Set of tasks:
• 1. What place names appear in the passage on Salonica's Jewish community? List every one.
• 2. Do these statements agree with the passage on Salonica's Jewish community? Answer yes or no for each, and quote the words that decide it.
(a) Michael Molho is the sole surviving spiritual leader of Salonican Jewry.
(b) Paul preached in the Salonica synagogue for four Sabbaths in a row.
(c) The writer visited Greece before liberation.
• 3. Transcribe part of the passage on Salonica's Jewish community. Begin at the words "When Paul of" and stop after "to modern times.".

Supplied passage:
┌────────

The account that follows—the first detailed report in the English language, I believe—is based in part on reports received by the writer in the course of a visit to Greece not long after liberation, in part on the invaluable material assembled by M. Michael Molho, the sole surviving spiritual leader of Salonican Jewry, in a touching work, In Memoriam, which he has devoted to this subject.
When Paul of Tarsus visited Salonica, in the year 50 CE, he found there a strong Jewish community with its synagogue, in which, we are informed, he preached for three Sabbaths in succession. The community’s history may already have gone back some generations; afterwards, certainly, it was uninterrupted down to modern times.

└────────

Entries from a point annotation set
┌────────

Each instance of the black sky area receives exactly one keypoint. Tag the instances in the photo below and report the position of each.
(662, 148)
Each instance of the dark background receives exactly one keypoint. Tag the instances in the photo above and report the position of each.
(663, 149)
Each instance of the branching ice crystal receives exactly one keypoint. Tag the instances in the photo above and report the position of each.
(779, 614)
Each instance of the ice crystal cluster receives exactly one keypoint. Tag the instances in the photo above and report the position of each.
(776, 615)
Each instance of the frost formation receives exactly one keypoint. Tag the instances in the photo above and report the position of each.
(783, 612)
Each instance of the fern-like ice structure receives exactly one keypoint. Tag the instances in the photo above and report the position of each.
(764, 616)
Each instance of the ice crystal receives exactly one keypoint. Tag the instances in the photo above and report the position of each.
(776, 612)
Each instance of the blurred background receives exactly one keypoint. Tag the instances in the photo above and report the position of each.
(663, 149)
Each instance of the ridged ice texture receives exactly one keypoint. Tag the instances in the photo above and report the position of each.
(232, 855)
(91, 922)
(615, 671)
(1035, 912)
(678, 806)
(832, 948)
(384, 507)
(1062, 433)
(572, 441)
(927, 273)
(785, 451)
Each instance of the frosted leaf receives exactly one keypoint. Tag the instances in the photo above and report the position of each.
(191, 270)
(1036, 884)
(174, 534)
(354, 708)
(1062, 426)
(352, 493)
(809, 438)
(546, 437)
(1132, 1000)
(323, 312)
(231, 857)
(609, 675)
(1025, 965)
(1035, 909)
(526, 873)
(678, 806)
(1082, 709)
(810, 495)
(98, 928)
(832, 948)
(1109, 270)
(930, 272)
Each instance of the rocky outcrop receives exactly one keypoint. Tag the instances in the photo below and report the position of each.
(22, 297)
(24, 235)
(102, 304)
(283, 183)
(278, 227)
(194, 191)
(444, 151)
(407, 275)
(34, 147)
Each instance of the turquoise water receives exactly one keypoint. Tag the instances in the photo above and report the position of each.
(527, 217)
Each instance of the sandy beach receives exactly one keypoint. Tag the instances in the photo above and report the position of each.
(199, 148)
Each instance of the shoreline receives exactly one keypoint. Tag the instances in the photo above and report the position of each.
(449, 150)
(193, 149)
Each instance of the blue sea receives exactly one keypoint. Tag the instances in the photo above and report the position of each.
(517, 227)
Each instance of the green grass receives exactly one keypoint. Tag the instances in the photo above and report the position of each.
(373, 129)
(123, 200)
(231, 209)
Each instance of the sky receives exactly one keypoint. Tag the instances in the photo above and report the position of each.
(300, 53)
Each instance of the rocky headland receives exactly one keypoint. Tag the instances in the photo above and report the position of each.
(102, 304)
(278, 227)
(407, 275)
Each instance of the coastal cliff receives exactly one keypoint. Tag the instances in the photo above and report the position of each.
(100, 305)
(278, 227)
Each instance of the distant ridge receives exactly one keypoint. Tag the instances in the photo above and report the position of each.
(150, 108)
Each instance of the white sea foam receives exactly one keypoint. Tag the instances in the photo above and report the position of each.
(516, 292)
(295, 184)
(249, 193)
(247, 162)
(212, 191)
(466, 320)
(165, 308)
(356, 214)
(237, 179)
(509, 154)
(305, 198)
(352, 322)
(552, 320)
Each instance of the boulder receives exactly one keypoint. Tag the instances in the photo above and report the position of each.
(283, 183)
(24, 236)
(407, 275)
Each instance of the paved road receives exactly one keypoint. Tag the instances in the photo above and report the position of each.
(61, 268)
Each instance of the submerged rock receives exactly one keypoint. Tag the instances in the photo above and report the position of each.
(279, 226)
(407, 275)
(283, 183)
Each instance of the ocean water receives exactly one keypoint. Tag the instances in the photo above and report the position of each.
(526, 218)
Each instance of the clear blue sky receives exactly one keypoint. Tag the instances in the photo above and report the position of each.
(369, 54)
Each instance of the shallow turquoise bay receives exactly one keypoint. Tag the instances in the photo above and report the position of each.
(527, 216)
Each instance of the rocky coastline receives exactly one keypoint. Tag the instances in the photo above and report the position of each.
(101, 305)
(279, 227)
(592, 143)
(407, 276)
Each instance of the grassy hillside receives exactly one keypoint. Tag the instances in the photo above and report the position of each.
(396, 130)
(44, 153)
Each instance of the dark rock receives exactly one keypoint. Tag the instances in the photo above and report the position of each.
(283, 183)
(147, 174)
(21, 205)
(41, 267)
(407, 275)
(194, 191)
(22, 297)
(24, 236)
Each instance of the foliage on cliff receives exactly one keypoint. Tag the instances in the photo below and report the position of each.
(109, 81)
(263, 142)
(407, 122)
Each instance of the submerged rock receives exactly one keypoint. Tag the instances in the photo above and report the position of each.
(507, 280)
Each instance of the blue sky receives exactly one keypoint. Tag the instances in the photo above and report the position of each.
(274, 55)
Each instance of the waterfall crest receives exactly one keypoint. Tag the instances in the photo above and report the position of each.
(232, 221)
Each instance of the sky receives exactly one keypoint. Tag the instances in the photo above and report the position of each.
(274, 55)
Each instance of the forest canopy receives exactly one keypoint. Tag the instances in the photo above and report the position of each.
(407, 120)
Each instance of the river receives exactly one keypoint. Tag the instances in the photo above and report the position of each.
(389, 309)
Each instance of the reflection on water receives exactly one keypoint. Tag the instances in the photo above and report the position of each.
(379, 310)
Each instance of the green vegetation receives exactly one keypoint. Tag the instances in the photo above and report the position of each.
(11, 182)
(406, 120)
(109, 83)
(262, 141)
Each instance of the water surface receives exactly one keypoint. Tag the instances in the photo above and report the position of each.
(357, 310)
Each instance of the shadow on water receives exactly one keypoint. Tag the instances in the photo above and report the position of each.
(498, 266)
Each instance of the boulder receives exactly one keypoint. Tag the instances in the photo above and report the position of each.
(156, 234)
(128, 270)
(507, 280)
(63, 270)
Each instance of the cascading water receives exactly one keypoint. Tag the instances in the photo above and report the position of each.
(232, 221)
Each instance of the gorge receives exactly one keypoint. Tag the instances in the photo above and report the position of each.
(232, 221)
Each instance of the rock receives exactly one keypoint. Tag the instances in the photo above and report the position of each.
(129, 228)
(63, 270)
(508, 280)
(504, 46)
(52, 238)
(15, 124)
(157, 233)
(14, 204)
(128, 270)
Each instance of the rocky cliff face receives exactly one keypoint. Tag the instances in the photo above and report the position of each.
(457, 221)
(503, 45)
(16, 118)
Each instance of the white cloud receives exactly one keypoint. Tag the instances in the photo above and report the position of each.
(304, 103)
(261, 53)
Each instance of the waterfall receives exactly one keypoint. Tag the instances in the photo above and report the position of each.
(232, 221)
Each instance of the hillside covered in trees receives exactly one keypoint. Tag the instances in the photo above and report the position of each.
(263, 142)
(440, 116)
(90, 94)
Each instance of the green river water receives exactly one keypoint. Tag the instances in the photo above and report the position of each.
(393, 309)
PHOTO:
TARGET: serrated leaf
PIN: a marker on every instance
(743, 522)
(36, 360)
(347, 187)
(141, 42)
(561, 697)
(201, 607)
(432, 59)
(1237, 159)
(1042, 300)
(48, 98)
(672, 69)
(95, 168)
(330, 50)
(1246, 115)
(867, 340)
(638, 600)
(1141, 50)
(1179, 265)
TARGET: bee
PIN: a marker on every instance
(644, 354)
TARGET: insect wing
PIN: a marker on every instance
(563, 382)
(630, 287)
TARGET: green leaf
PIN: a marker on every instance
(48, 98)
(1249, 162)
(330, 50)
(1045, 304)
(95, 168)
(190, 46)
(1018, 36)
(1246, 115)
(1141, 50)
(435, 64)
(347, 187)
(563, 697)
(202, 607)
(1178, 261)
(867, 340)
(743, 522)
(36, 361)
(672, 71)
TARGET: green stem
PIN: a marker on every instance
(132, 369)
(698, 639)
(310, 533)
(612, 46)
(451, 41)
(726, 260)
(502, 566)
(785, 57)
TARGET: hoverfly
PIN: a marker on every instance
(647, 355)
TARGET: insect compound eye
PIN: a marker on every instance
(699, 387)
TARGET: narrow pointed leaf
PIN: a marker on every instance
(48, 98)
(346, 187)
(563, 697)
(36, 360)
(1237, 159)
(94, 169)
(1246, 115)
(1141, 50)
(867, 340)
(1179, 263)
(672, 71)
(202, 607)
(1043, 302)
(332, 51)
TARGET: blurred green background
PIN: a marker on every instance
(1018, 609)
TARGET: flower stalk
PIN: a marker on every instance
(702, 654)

└────────

Expected answers:
• 1. Greece, Salonica, Tarsus

• 2.
(a) Yes: "the sole surviving spiritual leader of Salonican Jewry"
(b) No: "he preached for three Sabbaths in succession"
(c) No: "a visit to Greece not long after liberation"

• 3.
When Paul of Tarsus visited Salonica, in the year 50 CE, he found there a strong Jewish community with its synagogue, in which, we are informed, he preached for three Sabbaths in succession. The community’s history may already have gone back some generations; afterwards, certainly, it was uninterrupted down to modern times.